KUTIPAN HALAMAN -

════════

Rumah satu dengan yang lainnya tidak berjajar berdampingan, namun tersusun
atas bawah, karena rumah-rumah dibangun dengan meratakan lereng-lereng di
pegunungan tersebut. Maka, jalan-jalan disana itu mirip-mirip offroad kalau
boleh saya bilang.
Pakdhe mengajak kami pergi mengunjungi sekolah SD nya dulu.
Ya, Pakdhe Ridwan menghabiskan masa kecilnya disini, hingga sempat mengenyam
satu tahun di bangku SD di SD Tulakan. Yangkung berjalan memandu kami,
menyusuri medan yang pastinya berat untuk anak-anak. Yangkung sangat bersemangat memimpin konvoi
sambil bercerita tentang pengalaman masa kecilnya dengan berapi-api. Sesampai
kami di halaman sekolah, anak-anak berhamburan ke tengah halaman. Bak pasir
yang mereka sasar. Dan dimulailah acara berkubang di bak pasir dengan
khidmatnya. Hehe.
Puas bermain-main di halaman sekolah, destiny kami
berikutnya adalah bengkel pandai besi peninggalan mbah kakung kami yang saat
ini diteruskan oleh Paman kami, Mbah Slamet. Mengamati cara membuat piranti
pertanian dari besi menjadi moment yang sangat berharga bagi Azzam dan Sasha.

════════

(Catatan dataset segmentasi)
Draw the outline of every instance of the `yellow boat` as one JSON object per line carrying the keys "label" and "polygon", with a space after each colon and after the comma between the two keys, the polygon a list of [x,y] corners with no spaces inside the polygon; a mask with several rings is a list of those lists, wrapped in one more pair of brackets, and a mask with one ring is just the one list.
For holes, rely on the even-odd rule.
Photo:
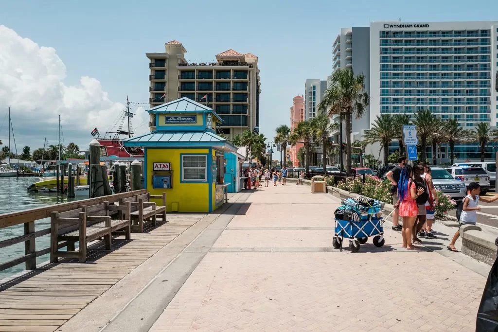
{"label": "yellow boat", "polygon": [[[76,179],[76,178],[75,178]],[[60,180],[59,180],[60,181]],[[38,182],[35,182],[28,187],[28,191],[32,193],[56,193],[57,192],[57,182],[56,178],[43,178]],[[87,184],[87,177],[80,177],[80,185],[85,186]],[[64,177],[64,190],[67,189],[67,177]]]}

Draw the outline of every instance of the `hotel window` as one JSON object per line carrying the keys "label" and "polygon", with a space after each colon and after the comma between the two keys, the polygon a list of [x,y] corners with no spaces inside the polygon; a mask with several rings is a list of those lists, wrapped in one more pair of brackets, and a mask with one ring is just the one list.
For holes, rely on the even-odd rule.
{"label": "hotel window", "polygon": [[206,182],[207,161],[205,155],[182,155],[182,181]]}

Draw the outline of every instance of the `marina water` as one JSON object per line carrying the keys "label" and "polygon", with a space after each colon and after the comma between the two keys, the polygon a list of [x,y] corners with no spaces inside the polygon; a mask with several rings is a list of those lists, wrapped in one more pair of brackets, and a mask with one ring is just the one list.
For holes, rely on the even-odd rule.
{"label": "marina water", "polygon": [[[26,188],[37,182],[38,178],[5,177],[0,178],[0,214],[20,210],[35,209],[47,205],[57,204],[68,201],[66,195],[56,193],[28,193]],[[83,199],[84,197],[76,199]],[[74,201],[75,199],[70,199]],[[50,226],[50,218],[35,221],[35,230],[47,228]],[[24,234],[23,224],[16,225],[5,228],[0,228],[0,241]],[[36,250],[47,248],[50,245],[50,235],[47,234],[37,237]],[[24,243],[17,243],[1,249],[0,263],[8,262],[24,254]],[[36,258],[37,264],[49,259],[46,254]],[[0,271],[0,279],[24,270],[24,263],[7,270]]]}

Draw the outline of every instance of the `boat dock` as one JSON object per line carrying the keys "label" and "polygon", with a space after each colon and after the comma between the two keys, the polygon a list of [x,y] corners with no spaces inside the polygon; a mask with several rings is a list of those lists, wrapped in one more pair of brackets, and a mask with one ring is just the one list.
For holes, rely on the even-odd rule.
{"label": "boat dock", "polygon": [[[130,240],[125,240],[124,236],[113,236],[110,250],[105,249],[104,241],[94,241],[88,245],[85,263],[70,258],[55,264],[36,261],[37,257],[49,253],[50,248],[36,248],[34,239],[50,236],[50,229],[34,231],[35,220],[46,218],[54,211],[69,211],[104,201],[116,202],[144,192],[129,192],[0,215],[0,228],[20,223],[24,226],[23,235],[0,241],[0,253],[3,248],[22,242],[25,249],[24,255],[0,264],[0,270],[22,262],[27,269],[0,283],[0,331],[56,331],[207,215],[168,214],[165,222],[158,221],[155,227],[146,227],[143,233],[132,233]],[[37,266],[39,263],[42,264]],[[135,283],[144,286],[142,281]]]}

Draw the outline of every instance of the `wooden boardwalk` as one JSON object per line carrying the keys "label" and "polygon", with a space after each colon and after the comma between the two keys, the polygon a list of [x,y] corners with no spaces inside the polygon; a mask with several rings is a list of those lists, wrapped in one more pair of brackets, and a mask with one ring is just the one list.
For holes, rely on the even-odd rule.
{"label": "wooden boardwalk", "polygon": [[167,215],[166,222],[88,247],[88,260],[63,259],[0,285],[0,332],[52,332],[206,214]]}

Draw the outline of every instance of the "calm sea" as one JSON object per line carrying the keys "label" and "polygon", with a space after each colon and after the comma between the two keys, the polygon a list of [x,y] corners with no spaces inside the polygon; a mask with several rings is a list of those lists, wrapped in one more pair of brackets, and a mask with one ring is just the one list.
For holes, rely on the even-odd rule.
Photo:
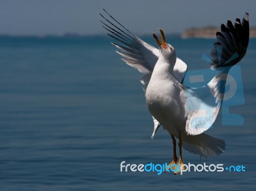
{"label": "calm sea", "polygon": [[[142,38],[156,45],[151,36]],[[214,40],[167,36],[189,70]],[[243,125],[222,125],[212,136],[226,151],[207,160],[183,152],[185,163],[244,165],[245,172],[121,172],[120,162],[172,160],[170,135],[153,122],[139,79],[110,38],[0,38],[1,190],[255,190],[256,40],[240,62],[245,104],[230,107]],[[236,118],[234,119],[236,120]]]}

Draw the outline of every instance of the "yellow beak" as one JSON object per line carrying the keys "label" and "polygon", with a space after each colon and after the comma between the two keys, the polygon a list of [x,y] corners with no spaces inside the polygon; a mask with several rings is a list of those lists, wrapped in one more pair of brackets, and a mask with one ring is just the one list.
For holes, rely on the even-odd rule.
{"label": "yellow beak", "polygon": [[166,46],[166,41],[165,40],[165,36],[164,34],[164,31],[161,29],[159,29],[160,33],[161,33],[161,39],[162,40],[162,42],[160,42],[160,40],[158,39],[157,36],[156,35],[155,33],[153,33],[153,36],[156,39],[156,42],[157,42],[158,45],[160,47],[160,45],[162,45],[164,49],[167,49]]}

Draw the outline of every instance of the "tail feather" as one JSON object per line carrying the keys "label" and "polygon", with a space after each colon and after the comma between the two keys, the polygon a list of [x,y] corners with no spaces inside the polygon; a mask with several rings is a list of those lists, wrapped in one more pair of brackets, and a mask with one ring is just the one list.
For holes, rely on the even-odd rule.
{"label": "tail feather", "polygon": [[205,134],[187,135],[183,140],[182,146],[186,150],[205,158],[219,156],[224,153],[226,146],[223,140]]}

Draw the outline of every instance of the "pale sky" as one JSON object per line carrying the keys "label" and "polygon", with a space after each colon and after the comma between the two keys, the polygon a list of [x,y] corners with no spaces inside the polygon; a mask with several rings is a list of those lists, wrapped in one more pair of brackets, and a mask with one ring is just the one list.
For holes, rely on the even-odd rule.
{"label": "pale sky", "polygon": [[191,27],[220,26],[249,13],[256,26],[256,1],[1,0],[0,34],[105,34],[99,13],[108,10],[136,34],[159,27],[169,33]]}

════════

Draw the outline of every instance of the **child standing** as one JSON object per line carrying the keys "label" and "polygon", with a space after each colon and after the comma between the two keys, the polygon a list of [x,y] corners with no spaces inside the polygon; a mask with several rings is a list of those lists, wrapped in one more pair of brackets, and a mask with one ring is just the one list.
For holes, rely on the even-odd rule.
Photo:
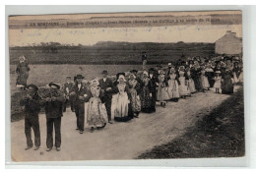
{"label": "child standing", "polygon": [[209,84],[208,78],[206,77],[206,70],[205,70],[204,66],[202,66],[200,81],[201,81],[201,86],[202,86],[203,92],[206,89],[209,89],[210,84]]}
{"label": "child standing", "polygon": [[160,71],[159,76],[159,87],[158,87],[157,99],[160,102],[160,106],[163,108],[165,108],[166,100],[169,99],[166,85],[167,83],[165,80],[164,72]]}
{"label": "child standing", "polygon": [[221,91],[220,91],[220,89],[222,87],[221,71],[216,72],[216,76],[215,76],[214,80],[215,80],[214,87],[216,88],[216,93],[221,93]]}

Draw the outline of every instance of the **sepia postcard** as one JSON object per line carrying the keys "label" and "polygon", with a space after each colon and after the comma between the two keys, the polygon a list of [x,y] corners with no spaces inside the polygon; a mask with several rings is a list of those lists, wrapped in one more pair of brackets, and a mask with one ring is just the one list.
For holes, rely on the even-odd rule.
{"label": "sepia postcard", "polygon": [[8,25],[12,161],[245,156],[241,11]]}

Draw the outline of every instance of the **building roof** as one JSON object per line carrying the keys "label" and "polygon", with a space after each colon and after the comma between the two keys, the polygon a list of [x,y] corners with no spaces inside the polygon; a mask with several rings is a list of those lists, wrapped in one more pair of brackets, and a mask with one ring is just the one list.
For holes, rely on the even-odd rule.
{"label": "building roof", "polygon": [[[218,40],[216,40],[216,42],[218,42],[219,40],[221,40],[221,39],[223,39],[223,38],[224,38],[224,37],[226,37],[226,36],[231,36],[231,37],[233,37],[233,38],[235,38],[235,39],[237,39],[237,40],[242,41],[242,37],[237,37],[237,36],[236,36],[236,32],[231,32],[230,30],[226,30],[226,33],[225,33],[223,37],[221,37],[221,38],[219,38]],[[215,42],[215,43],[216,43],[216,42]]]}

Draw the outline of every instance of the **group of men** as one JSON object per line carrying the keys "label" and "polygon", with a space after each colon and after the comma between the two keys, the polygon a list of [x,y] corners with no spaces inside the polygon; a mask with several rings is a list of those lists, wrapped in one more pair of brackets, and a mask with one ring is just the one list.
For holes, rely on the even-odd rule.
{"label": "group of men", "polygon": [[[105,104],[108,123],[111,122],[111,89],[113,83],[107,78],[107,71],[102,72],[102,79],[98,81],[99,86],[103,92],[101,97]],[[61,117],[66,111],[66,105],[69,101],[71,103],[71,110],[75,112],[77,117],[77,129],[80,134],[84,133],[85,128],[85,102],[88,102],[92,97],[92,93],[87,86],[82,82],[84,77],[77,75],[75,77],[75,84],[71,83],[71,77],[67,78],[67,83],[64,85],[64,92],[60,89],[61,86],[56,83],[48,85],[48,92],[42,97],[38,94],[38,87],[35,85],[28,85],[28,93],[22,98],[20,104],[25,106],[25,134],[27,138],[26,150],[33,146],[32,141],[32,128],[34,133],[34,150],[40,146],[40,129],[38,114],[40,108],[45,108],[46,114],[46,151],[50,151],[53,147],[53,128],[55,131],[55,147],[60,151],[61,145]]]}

════════

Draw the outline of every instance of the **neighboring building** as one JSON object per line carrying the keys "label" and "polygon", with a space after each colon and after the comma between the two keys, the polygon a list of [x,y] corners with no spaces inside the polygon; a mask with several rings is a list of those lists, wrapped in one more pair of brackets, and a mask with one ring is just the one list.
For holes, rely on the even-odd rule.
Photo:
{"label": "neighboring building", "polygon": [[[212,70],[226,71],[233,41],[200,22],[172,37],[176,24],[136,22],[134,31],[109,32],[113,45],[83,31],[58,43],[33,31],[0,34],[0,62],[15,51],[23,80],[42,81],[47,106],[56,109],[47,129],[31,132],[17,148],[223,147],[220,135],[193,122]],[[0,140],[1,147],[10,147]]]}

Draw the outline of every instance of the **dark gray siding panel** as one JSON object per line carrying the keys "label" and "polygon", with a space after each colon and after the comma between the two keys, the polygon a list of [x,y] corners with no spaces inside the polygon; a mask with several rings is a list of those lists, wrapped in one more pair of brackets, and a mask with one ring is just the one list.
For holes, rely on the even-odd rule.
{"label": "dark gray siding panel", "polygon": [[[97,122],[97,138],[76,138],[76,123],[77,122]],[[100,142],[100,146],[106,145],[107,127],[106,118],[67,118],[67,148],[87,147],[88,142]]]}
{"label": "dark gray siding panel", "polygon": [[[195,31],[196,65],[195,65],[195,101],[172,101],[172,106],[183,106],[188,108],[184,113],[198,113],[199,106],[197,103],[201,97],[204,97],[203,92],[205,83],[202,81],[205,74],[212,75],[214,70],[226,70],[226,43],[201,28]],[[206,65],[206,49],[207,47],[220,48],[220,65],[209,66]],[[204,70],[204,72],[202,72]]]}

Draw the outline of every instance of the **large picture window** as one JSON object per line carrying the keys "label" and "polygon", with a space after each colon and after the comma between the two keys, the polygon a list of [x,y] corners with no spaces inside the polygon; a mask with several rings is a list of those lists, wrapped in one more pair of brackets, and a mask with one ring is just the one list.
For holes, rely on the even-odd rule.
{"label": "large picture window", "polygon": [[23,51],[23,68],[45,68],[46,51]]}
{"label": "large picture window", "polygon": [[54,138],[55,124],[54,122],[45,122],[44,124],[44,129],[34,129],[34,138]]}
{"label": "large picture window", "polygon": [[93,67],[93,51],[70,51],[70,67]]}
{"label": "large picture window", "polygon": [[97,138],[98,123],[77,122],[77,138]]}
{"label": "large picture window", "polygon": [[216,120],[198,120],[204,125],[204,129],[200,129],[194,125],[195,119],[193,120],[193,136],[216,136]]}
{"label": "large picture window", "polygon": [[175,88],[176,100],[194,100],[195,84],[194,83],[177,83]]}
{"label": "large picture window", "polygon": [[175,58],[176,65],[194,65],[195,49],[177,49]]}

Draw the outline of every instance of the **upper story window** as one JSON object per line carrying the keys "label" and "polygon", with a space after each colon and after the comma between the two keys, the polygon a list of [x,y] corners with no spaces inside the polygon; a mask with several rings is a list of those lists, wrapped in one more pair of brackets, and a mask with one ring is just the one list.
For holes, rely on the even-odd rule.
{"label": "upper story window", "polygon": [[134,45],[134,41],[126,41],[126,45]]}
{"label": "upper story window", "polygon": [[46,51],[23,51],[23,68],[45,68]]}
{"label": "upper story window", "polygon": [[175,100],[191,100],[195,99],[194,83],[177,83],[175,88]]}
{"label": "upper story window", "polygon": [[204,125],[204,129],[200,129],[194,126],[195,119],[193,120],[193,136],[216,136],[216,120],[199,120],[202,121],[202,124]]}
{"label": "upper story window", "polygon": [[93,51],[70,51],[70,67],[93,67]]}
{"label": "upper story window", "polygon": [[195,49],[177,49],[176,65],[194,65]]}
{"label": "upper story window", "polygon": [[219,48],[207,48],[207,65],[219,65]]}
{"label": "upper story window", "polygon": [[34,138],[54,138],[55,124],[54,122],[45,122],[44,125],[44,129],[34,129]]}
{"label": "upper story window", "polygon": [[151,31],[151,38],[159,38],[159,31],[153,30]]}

════════

Ketik ulang bagian kutipan halaman mulai dari "Rumah satu dengan" sampai "khidmatnya. Hehe.", termasuk kedua ujungnya, tanpa mengubah satu huruf pun. Baris-baris di atas adalah bahan tersendiri yang terpisah dari kutipan halaman.

JAWABAN BENAR -
Rumah satu dengan yang lainnya tidak berjajar berdampingan, namun tersusun
atas bawah, karena rumah-rumah dibangun dengan meratakan lereng-lereng di
pegunungan tersebut. Maka, jalan-jalan disana itu mirip-mirip offroad kalau
boleh saya bilang.
Pakdhe mengajak kami pergi mengunjungi sekolah SD nya dulu.
Ya, Pakdhe Ridwan menghabiskan masa kecilnya disini, hingga sempat mengenyam
satu tahun di bangku SD di SD Tulakan. Yangkung berjalan memandu kami,
menyusuri medan yang pastinya berat untuk anak-anak. Yangkung sangat bersemangat memimpin konvoi
sambil bercerita tentang pengalaman masa kecilnya dengan berapi-api. Sesampai
kami di halaman sekolah, anak-anak berhamburan ke tengah halaman. Bak pasir
yang mereka sasar. Dan dimulailah acara berkubang di bak pasir dengan
khidmatnya. Hehe.